本文
****
最終編では、七神リンの回想として登場することで、前者の隣人愛の側面が強調されていたように思います。対照的に、メインストーリー第2部では、後者のいわば普通の愛が描かれるのではないでしょうか?
 何を愛して何を嫌うかの問題は、人間の活動において非常に重要となる議題です。誰までを愛して責任を負うかについて、先生はすべての生徒を、キリスト教は信じる者を定義としました。ならば連邦生徒会長の選んだ愛する者の定義も、ストーリーの軸として適切だと思います。

結論として、この最初のセリフの意図は、誰を愛するのかというメインストーリー2部のテーマを示唆するものです。そしてそれは、これから連邦生徒会長の内面人格が明らかになっていくという前兆ではないでしょうか。


2カルバノグの兎

色収差のエフェクトがかかった予告
カルバノグの兎

FOX小隊の活躍の報道動画の回想

パソコンに動画共有プラットフォームのページが映っています。プラットフォームの名前は「MXSTREAM」です。ブルーアーカイブの開発スタジオ"MX Studio"の名前、あるいはブルーアーカイブの開発コード"Project MX"が元ネタでしょう。

ブラウザのブックマークを見ると、「入試スケジュール」「入試準備物」「小遣い記録」などが確認できます。現場に駆けつけた連邦生徒会長という記述も併せて、これが月雪ミヤコの入学前の回想だと分かります。
 下に@SINONMAINETという表記があることから、川流シノンや風巻マイの学年も考えると、1年前ぐらいの時系列だと思われます。

動画はクロノス公式チャンネルが上げているもので、タイトルの「クロノスチャンネル密着取材:「カイザーインダストリー」を巡る噂の真相に迫る」を見るに、FOX小隊がインタビューを受けている場面のようです。
 「D.U.内に広がる不安……SRT特殊学園とは一体」とのサブタイトルを考えると、連邦生徒会長がSRT特殊学園を作ってから、公には初めての作戦だったのでしょうか。

「SRTの正義は、いかなる状況でも揺らぎはしません」

インタビューに答えていた七度ユキノのセリフでしょう。
****
短い課題
ブルーアーカイブのメインストーリー第2部を考察した本文を、最後の文に続けて書き進めてください。

データセットの抜粋
****
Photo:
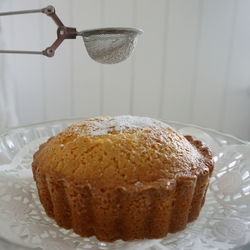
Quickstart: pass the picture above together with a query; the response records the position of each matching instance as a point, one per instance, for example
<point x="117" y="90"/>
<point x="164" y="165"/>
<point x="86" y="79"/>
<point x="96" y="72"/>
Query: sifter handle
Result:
<point x="63" y="32"/>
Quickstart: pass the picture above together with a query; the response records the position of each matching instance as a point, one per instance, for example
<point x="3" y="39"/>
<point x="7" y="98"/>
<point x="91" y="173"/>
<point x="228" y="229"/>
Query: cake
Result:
<point x="123" y="177"/>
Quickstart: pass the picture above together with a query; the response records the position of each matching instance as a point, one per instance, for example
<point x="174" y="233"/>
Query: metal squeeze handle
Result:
<point x="63" y="32"/>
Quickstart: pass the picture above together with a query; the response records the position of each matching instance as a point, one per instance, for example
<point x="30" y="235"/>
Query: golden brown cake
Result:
<point x="122" y="177"/>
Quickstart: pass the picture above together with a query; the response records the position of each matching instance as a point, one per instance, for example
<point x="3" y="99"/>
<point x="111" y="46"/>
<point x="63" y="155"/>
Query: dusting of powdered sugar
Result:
<point x="104" y="125"/>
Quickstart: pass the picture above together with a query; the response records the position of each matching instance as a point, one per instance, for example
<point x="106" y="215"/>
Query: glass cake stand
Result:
****
回答は以下
中学生月雪ミヤコ

月雪ミヤコがインタビューを見て衝撃を受けている場面です。 後ろの二段ベッドを見ると、ヴァルキューレ警察学校の転入生募集のポスターが貼ってあります。1年生で転入というのもやや不思議ですが、ひょっとするとヴァルキューレ警察学校は中高一貫校で、月雪ミヤコは中学は別の学校に通っていたんでしょうか。


大人びた赤い眼


さきほどのインタビューとは違い、七度ユキノが薄いハイライトで上を見上げています。


「武器は──自ら判断しないからこそ、価値があるのだから」

職業軍人に向いている性格は、疑問を持たず従順に命令に従う性格だと言われることがあります。過酷な環境での作戦であっても、命令であれば文句も言わない。モラルが警鐘を鳴らす恐ろしい作戦であっても、命令であれば銃を撃ち人を殺す。 
 素晴らしい部隊だと褒め称えられ、実際に結果を出しているFOX小隊も、そのような性格を持っているのでしょう。

しかし、人間として生き、命令を遂行するという強い意志を持っている以上、その人にはその人なりの考えと思想があります。七度ユキノも悩んでいるのでしょうか。


小隊合同遊撃訓練記念

七度ユキノが自分の学生証と記念写真を見上げています。写真の中では、無表情ぎみながらも微笑んでいるように見えます。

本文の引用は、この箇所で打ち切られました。